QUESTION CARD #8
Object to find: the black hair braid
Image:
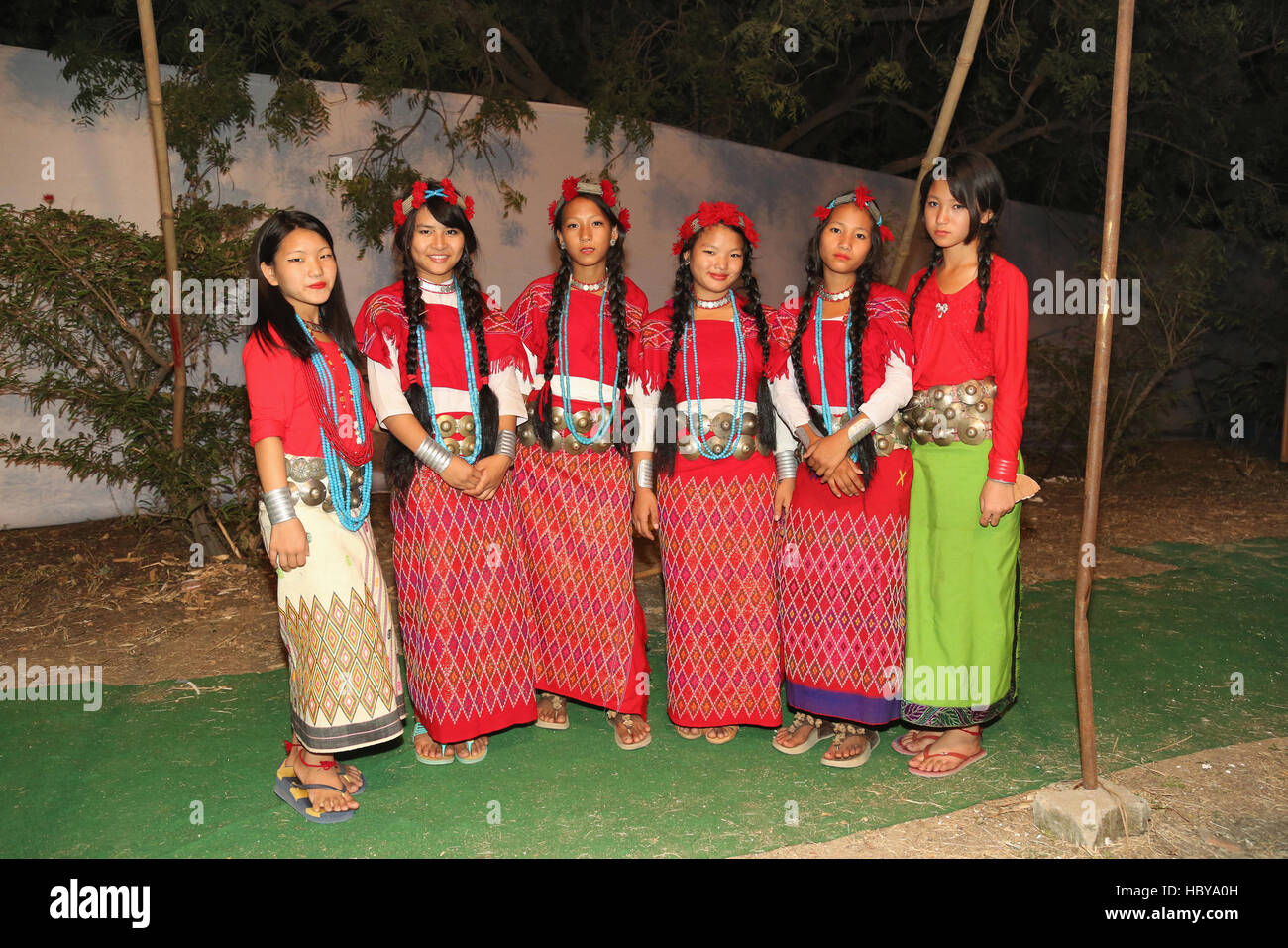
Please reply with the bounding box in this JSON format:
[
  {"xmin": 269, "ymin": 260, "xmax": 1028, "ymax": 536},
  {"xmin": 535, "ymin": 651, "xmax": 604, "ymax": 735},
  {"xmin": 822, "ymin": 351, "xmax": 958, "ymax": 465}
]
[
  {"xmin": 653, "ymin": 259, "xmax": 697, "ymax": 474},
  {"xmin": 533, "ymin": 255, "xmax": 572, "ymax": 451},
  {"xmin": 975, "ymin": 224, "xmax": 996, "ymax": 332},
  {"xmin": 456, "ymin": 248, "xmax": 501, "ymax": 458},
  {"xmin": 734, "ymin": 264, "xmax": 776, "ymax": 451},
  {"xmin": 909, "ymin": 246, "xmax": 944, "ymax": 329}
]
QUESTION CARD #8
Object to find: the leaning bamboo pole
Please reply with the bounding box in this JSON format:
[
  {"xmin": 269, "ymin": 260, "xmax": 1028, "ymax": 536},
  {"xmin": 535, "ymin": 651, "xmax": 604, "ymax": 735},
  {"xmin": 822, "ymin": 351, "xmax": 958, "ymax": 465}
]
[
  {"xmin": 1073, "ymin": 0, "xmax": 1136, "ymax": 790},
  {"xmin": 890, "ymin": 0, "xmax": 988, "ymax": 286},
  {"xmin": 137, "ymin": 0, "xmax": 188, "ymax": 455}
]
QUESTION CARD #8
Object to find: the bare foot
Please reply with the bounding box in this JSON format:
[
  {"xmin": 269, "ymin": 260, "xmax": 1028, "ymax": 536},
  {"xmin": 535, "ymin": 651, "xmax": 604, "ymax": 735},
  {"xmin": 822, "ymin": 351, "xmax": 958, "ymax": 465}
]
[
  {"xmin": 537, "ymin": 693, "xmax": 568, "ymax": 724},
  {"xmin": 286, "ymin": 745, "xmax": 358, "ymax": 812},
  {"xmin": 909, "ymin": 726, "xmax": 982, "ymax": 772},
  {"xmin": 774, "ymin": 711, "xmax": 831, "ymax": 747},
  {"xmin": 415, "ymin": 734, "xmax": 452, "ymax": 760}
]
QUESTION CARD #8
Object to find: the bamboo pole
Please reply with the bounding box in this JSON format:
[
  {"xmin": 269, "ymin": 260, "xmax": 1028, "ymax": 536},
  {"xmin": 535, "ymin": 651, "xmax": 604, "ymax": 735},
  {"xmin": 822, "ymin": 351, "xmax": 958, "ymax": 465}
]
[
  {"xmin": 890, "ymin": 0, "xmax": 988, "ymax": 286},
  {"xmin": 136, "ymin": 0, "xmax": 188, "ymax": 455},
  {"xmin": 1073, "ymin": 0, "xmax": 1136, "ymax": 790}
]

--

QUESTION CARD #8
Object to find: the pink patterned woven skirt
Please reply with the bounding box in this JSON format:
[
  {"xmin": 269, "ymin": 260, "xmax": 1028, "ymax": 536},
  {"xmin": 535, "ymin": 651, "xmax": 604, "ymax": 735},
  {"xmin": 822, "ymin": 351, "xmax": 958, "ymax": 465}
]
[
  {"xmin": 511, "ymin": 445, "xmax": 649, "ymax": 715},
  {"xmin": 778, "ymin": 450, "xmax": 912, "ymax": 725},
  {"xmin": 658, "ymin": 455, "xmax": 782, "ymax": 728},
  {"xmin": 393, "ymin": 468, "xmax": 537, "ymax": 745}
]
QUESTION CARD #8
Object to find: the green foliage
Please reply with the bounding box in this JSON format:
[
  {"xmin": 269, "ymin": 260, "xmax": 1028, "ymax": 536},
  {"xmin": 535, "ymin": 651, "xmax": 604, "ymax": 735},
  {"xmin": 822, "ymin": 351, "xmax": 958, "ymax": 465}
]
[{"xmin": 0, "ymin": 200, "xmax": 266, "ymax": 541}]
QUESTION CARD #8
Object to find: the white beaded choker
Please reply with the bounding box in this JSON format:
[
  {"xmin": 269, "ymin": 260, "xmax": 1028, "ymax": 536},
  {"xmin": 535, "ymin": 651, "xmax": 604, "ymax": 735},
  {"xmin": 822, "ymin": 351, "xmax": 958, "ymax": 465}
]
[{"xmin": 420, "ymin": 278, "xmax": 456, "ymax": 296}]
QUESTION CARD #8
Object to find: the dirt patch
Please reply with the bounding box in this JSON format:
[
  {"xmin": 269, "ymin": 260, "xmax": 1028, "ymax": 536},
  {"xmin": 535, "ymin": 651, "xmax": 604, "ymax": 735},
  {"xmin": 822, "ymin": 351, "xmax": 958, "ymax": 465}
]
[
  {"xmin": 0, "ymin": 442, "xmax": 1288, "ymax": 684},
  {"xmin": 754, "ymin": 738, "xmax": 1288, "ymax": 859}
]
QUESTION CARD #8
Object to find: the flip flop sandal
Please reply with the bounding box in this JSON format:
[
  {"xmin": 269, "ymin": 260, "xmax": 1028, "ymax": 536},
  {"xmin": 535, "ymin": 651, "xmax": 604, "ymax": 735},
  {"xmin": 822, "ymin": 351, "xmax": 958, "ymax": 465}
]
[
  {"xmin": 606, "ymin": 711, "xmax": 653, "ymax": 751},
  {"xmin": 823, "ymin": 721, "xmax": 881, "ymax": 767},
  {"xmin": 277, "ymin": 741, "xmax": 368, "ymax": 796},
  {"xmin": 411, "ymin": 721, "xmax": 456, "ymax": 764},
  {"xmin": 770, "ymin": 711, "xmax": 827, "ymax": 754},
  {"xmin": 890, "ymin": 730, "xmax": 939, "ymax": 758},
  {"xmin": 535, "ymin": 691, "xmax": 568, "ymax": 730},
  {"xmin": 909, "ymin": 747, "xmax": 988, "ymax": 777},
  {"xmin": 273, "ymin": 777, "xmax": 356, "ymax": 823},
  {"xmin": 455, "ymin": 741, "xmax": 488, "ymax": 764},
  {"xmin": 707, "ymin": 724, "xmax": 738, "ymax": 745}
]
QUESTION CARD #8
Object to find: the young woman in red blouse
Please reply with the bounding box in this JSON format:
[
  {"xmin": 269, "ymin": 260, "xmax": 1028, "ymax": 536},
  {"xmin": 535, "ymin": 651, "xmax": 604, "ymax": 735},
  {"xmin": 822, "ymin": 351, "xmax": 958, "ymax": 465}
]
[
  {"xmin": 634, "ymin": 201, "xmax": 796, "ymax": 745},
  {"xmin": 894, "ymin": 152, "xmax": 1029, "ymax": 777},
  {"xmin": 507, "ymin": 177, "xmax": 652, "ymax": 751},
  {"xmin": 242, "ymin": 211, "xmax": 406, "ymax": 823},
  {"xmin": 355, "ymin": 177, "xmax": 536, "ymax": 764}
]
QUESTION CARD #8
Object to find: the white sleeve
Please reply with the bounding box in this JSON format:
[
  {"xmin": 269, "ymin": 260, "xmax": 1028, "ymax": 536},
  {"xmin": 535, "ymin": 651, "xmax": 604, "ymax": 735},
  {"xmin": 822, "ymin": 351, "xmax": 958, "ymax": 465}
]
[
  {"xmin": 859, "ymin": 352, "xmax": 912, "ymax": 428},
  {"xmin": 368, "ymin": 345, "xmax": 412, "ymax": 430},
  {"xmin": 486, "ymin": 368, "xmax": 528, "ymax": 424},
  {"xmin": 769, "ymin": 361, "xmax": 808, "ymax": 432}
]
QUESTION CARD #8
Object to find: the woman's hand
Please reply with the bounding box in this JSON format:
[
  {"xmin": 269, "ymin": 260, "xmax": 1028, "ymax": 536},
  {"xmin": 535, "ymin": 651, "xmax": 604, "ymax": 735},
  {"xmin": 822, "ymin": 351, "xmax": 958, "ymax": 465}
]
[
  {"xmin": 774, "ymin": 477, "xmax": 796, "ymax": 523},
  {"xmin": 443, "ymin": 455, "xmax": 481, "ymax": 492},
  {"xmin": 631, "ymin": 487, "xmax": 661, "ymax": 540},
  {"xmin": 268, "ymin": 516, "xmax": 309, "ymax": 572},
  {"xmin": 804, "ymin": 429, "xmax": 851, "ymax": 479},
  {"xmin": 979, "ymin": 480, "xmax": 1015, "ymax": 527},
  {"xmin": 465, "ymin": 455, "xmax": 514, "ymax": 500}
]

--

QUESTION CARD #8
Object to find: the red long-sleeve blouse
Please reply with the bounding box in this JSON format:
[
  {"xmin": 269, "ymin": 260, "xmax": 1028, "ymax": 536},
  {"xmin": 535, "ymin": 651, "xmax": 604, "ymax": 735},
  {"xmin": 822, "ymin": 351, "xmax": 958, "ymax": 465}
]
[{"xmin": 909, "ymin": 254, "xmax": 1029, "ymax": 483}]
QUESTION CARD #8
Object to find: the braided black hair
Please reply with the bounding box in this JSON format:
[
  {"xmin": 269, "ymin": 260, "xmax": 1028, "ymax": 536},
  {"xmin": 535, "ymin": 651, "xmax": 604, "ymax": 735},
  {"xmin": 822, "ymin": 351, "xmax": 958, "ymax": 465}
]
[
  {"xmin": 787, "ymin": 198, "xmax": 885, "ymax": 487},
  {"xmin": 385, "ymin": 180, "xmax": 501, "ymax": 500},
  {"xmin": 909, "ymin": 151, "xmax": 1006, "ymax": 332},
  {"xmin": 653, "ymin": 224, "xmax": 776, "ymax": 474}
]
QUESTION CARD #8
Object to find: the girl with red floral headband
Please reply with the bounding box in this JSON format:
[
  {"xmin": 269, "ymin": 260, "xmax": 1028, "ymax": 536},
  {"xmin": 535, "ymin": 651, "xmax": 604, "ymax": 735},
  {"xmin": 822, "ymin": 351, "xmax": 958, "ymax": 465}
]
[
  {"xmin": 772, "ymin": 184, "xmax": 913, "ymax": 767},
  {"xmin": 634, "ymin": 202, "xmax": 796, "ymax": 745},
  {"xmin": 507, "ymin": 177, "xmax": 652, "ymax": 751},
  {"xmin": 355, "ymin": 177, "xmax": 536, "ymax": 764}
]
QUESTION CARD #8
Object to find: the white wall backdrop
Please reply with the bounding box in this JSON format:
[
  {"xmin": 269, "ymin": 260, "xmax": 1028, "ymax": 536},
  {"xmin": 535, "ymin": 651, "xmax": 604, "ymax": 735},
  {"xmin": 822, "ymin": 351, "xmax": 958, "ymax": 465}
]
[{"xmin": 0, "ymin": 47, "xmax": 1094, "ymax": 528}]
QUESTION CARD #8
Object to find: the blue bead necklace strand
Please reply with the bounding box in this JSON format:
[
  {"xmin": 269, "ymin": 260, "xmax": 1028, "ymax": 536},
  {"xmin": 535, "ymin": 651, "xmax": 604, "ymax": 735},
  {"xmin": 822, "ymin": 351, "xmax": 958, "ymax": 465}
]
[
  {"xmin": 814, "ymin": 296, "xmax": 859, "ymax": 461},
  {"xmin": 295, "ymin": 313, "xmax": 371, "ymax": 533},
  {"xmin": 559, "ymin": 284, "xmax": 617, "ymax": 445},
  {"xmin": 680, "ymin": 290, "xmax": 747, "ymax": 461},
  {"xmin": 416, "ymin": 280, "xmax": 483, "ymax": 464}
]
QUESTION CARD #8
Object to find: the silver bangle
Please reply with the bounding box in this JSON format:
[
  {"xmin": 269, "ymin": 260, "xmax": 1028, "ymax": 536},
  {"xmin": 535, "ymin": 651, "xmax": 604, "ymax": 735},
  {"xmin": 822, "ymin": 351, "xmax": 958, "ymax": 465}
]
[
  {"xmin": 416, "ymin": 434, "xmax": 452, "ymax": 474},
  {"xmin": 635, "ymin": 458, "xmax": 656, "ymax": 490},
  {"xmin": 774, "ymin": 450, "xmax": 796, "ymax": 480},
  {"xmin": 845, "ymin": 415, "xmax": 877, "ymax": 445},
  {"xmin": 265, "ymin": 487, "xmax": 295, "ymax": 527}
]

(SHORT EXERCISE): Show every line of the records above that contains the word "white".

(WRITTEN RESPONSE):
Object to find: the white beaded choker
Object to find: the white sleeve
Object to find: the white wall backdrop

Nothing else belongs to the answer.